CONSIGNE A: Reprends la liste, depuis la ligne qui contient « task: segment the **tree line** » jusqu'à la fin de la liste, en remplaçant « vertices » par « points » sans rien toucher d'autre. Ne mets pas les images dans ta réponse.
====== EXTRAIT DU TEXTE ======
Pour moi, c'est un qualificatif qui s'applique au caractère de quelqu'un, pas à un état temporaire.

Voici ce que dit Larousse: 
_http://www.larousse.fr/encyclopedie/nom-commun-autre/sobre/92297_

*sobre   adjectif   (latin  sobrius)*







 Qui mange ou boit avec modération et, en particulier, qui boit peu de boissons alcoolisées.





 Se dit d'un animal peu exigeant pour sa nourriture et qui peut rester longtemps sans boire.





 Qui montre de la mesure, de la réserve en quelque chose : Être sobre dans ses déclarations.





 Qui est marqué par la mesure, la modération : Une vie sobre.





 Qui n'a pas recours aux surcharges, aux ornements inutiles : Une architecture sobre.


----------



## Nicomon

Maurice92 said:


> C'est que justement je pense que l'exemple n'utilise pas correctement le mot sobre.


Je le pense aussi. Sobre n'est pas antonyme de ivre. On peut demeurer sobre pendant un repas/une soirée (c'est à dire ne pas boire beaucoup), mais sobre n'est pas un « état », comme endormi/ivre/saoul, etc. 

Un chameau, par exemple, est un animal sobre. Et si on dit d'un homme qu'il est « sobre comme un chameau »... il ne boit vraiment pas beaucoup. Pour lui, « la modération a meilleur goût » (slogan québécois). Il est sans dout réservé/modéré en tout.  Ni glouton, ni ivrogne, quoi.

Dans le contexte de nasti, je serais plus portée à dire « pas ivre/pas saoul(e) ». 
_Il a but 6 bières, mais il est encore lucide / il a toute sa tête / il n'est (même) pas ivre/saoul. _

Cet homme tient bien l'alcool, mais je ne dirais pas qu'il est sobre.

Edit : je n'avais pas lu la dernière contribution de Maurice92. Je comprends le mot comme toi.


----------



## nasti

Merci pour toutes les remarques !!!
======
CONSIGNE B: Dans la discussion sur le mot « sobre », recopie mot pour mot tout le passage qui va de « Un chameau, par » jusqu'à « ni ivrogne, quoi. ».
====== DONNÉES FOURNIES ======
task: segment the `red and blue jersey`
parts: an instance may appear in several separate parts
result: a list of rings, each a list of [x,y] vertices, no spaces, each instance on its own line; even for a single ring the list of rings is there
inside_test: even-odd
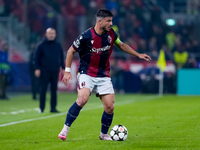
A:
[[[93,27],[79,35],[72,45],[79,52],[79,73],[91,77],[110,77],[109,58],[116,39],[117,33],[113,29],[98,35]]]

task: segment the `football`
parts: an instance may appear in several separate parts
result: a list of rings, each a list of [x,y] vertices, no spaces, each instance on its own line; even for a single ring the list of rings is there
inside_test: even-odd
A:
[[[115,125],[110,131],[110,136],[114,141],[124,141],[127,139],[128,130],[123,125]]]

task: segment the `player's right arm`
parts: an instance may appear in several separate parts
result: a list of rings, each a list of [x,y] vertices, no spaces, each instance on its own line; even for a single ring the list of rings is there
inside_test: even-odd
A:
[[[72,59],[75,52],[76,50],[73,48],[73,46],[68,49],[65,61],[65,68],[71,68]],[[65,69],[65,74],[63,76],[62,82],[67,86],[70,80],[72,80],[71,72],[69,71],[69,69]]]

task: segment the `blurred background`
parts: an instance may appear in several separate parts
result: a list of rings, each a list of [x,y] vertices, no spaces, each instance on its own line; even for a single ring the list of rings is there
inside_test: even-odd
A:
[[[7,91],[31,91],[32,55],[48,27],[56,29],[66,55],[76,37],[95,24],[99,8],[113,13],[121,41],[152,57],[150,63],[141,61],[115,47],[111,76],[116,93],[158,93],[157,60],[163,50],[163,92],[200,94],[200,0],[0,0],[0,49],[8,43],[11,66]],[[59,91],[76,91],[78,63],[75,54],[73,81],[66,87],[60,75]]]

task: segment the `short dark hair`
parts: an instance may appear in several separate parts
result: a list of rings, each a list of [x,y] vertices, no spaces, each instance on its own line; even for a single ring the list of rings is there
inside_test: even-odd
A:
[[[113,17],[113,14],[105,8],[101,8],[97,11],[96,17]]]

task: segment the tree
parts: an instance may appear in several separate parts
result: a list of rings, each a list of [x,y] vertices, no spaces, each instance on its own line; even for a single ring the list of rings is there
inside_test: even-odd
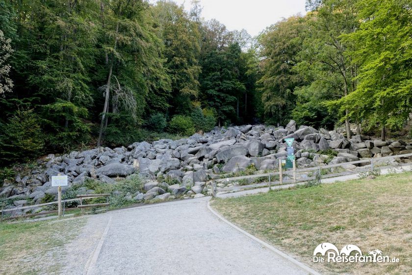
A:
[[[412,12],[407,1],[371,0],[357,5],[360,27],[344,36],[348,52],[360,65],[353,92],[335,102],[349,115],[359,114],[386,126],[399,128],[412,112]]]
[[[0,29],[0,95],[11,92],[13,81],[9,78],[11,67],[7,63],[7,59],[13,52],[10,38],[6,39]]]
[[[283,125],[291,118],[294,90],[303,83],[302,77],[292,69],[302,49],[300,33],[304,28],[302,18],[291,17],[269,27],[258,38],[263,75],[258,84],[269,123]]]
[[[182,6],[171,0],[157,2],[154,12],[159,23],[159,37],[164,42],[165,64],[172,87],[169,105],[179,113],[188,113],[192,98],[199,93],[198,57],[200,52],[198,25]]]
[[[356,89],[354,79],[358,70],[347,51],[352,47],[342,40],[342,35],[354,32],[359,27],[355,0],[324,0],[315,11],[307,16],[309,28],[304,33],[304,51],[299,54],[296,72],[303,76],[310,86],[327,87],[329,99],[345,96]],[[319,83],[318,83],[319,82]],[[331,112],[333,112],[331,111]],[[345,109],[339,114],[345,121],[347,138],[351,138],[349,119],[358,121],[359,115],[350,115]]]

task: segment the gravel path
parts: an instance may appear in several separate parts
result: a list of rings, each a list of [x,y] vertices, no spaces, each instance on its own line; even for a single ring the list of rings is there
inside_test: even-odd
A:
[[[207,208],[208,200],[176,201],[90,216],[84,233],[66,247],[71,256],[63,273],[306,274],[212,214]]]

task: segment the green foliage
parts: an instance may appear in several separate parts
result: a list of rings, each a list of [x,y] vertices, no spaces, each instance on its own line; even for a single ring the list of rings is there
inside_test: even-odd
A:
[[[171,133],[191,136],[195,133],[195,125],[190,116],[177,115],[169,123],[169,131]]]
[[[46,193],[45,196],[40,200],[40,203],[47,203],[54,201],[54,195]]]
[[[44,137],[33,110],[18,110],[1,126],[0,164],[18,160],[27,161],[41,154]]]
[[[16,171],[13,168],[0,168],[0,188],[3,186],[4,180],[14,180],[15,175]]]
[[[145,125],[150,130],[161,133],[166,127],[166,117],[160,113],[153,114],[146,121]]]
[[[216,125],[215,112],[211,109],[202,110],[200,108],[194,108],[192,111],[191,117],[196,132],[209,132]]]

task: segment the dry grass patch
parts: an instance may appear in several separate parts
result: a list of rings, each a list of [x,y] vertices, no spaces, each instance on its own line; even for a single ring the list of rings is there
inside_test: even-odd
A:
[[[78,235],[85,220],[0,223],[0,274],[59,274],[64,245]]]
[[[327,274],[412,274],[412,173],[218,199],[212,206],[248,232]],[[322,243],[377,248],[399,263],[313,263]]]

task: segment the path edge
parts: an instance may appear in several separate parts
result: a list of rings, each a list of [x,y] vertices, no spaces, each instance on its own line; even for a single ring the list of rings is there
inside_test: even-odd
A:
[[[287,255],[285,253],[281,251],[281,250],[280,250],[279,249],[275,248],[274,247],[271,246],[270,245],[269,245],[267,243],[266,243],[265,242],[264,242],[263,241],[262,241],[260,239],[259,239],[258,238],[257,238],[256,237],[253,236],[253,235],[248,233],[247,232],[245,231],[245,230],[244,230],[242,228],[240,228],[240,227],[239,227],[237,226],[236,225],[233,224],[233,223],[232,223],[232,222],[231,222],[230,221],[229,221],[229,220],[226,220],[226,219],[223,218],[223,217],[222,215],[221,215],[220,214],[218,213],[217,212],[214,211],[212,208],[211,206],[210,206],[210,200],[207,202],[207,209],[209,210],[209,211],[210,211],[212,213],[212,214],[213,214],[214,215],[216,216],[217,218],[218,218],[219,219],[223,221],[226,222],[226,223],[227,223],[228,224],[229,224],[229,225],[230,225],[231,226],[232,226],[232,227],[233,227],[233,228],[234,228],[236,230],[238,231],[239,232],[240,232],[240,233],[241,233],[243,235],[246,236],[247,237],[248,237],[250,238],[251,239],[252,239],[252,240],[253,240],[254,241],[256,241],[256,242],[258,242],[258,243],[259,243],[259,244],[260,244],[261,245],[262,245],[262,246],[263,246],[264,247],[265,247],[265,248],[268,248],[268,249],[271,250],[272,252],[273,252],[275,254],[276,254],[278,255],[278,256],[281,257],[282,258],[286,260],[288,262],[290,262],[290,263],[292,264],[293,265],[297,267],[298,268],[300,268],[300,269],[302,270],[303,271],[304,271],[306,272],[308,272],[309,274],[310,274],[311,275],[321,275],[321,274],[319,273],[319,272],[318,272],[317,271],[315,271],[314,270],[310,268],[310,267],[307,266],[306,265],[299,262],[299,261],[298,261],[296,259],[292,257],[291,256],[289,256],[289,255]]]

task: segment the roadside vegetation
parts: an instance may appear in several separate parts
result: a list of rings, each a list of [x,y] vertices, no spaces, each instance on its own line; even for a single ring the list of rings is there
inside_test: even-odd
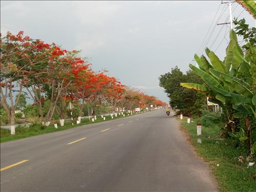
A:
[[[47,127],[60,120],[63,126],[67,118],[79,123],[82,116],[91,119],[167,104],[122,84],[105,70],[94,71],[79,51],[67,51],[24,33],[8,32],[1,36],[1,125],[10,125],[11,135],[18,123]],[[27,105],[27,98],[33,101],[31,104]]]
[[[248,8],[255,18],[255,7]],[[236,27],[230,31],[223,60],[206,48],[205,55],[195,54],[198,67],[189,64],[190,70],[185,74],[178,67],[173,68],[159,77],[159,84],[176,115],[191,117],[190,123],[186,118],[182,120],[183,130],[197,154],[209,163],[220,190],[253,191],[256,189],[256,28],[250,28],[244,19],[234,19],[233,23]],[[243,38],[240,44],[238,36]],[[217,104],[218,110],[208,105],[207,99]],[[201,135],[197,135],[196,123],[202,123]]]
[[[143,112],[143,111],[142,111],[142,112]],[[79,124],[74,123],[74,125],[72,125],[71,120],[70,119],[67,120],[65,124],[62,126],[60,125],[60,123],[57,120],[52,121],[51,123],[48,126],[43,125],[41,123],[34,122],[27,126],[25,125],[18,125],[15,129],[15,135],[11,135],[11,131],[9,129],[1,128],[0,129],[0,142],[2,143],[26,137],[30,137],[35,135],[45,134],[49,133],[72,129],[87,124],[130,117],[130,116],[136,115],[136,113],[131,114],[125,112],[123,113],[123,114],[125,115],[124,117],[121,113],[117,113],[117,117],[115,117],[115,114],[114,114],[113,115],[113,119],[110,115],[103,116],[103,117],[105,117],[105,120],[101,117],[101,116],[96,116],[97,119],[96,120],[94,120],[94,121],[93,122],[90,119],[87,118],[83,118],[81,119],[81,122]],[[54,125],[54,123],[57,124],[57,129],[55,127]]]
[[[212,113],[187,123],[187,118],[181,120],[181,130],[188,138],[197,154],[207,162],[219,183],[221,191],[252,192],[256,188],[255,166],[248,167],[249,162],[255,162],[254,156],[249,159],[248,146],[239,139],[220,136],[222,123],[216,124],[209,116]],[[197,123],[202,122],[202,135],[197,135]],[[205,123],[204,123],[205,122]],[[197,142],[202,140],[202,143]]]

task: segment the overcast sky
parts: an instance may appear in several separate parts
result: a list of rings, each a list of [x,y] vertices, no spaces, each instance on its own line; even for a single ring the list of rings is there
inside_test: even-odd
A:
[[[168,102],[158,77],[176,65],[183,72],[189,69],[194,54],[201,53],[218,8],[207,45],[218,48],[222,58],[230,28],[216,25],[219,18],[218,23],[229,19],[228,7],[220,1],[1,1],[1,28],[3,35],[23,30],[33,38],[81,50],[80,56],[91,58],[94,70],[106,69],[122,83]],[[232,10],[233,17],[240,14],[255,27],[240,5],[233,3]]]

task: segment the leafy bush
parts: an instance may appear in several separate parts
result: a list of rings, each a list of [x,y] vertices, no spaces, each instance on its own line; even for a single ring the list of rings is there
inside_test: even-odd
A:
[[[20,118],[22,117],[22,115],[23,114],[21,113],[15,113],[15,118]]]
[[[23,112],[26,118],[33,118],[39,116],[39,109],[37,105],[33,106],[32,104],[26,105]]]

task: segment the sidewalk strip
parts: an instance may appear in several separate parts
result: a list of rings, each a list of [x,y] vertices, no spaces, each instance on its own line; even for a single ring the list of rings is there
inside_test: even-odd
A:
[[[7,166],[7,167],[4,167],[4,168],[0,169],[0,172],[2,172],[2,170],[4,170],[8,169],[8,168],[11,168],[11,167],[14,167],[14,166],[16,166],[16,165],[19,165],[20,164],[25,163],[25,162],[27,162],[28,161],[29,161],[29,160],[23,160],[22,161],[18,162],[17,163],[13,164],[12,165]]]
[[[68,144],[67,144],[67,145],[70,145],[70,144],[73,144],[73,143],[75,143],[75,142],[78,142],[78,141],[81,141],[81,140],[83,140],[83,139],[86,139],[86,137],[83,137],[83,138],[81,138],[81,139],[80,139],[77,140],[76,141],[72,141],[72,142],[70,142],[70,143],[68,143]]]

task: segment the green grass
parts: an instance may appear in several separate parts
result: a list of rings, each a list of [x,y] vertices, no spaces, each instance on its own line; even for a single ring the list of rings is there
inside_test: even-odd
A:
[[[139,113],[140,114],[140,113]],[[84,125],[89,124],[96,123],[98,122],[109,121],[112,119],[116,119],[118,118],[130,117],[132,116],[127,116],[126,113],[125,113],[125,116],[123,117],[123,115],[118,115],[117,117],[114,116],[114,119],[112,119],[110,116],[105,116],[105,120],[104,121],[100,116],[97,117],[97,120],[94,122],[90,121],[88,119],[82,119],[81,123],[77,124],[75,123],[76,120],[74,120],[74,125],[72,125],[70,121],[65,121],[64,126],[61,126],[59,121],[57,122],[58,129],[55,129],[53,124],[50,124],[49,126],[46,127],[41,125],[41,124],[34,123],[28,127],[24,126],[18,126],[15,129],[15,135],[11,135],[11,132],[9,130],[6,129],[0,129],[0,142],[3,143],[4,142],[12,141],[14,140],[19,139],[26,137],[32,137],[35,135],[42,135],[49,133],[55,132],[62,130],[65,130],[69,129],[74,128],[77,126]],[[133,114],[132,116],[136,115],[136,114]],[[56,121],[57,122],[57,121]]]
[[[202,135],[197,135],[197,122],[199,119],[192,119],[194,122],[187,123],[187,119],[181,121],[182,130],[188,134],[195,151],[209,164],[216,176],[222,191],[255,191],[256,180],[252,176],[256,174],[256,166],[247,167],[245,160],[239,162],[238,157],[245,159],[249,155],[244,144],[239,144],[234,139],[225,139],[220,137],[221,127],[212,124],[202,127]],[[197,122],[198,121],[198,122]],[[198,143],[202,139],[202,144]],[[256,161],[255,155],[251,162]],[[217,164],[220,166],[217,166]]]

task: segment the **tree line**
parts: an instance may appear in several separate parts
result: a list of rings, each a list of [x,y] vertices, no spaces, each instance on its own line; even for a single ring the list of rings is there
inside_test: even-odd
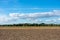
======
SOLUTION A:
task: segment the **tree line**
parts: an instance may appear in several separate parts
result: a list of rings, each a list of [x,y] points, no spaces, each instance on its own line; even for a single ring the list of rings is there
inside_test: even-odd

SOLUTION B:
Un chameau, par exemple, est un animal sobre. Et si on dit d'un homme qu'il est « sobre comme un chameau »... il ne boit vraiment pas beaucoup. Pour lui, « la modération a meilleur goût » (slogan québécois). Il est sans dout réservé/modéré en tout.  Ni glouton, ni ivrogne, quoi.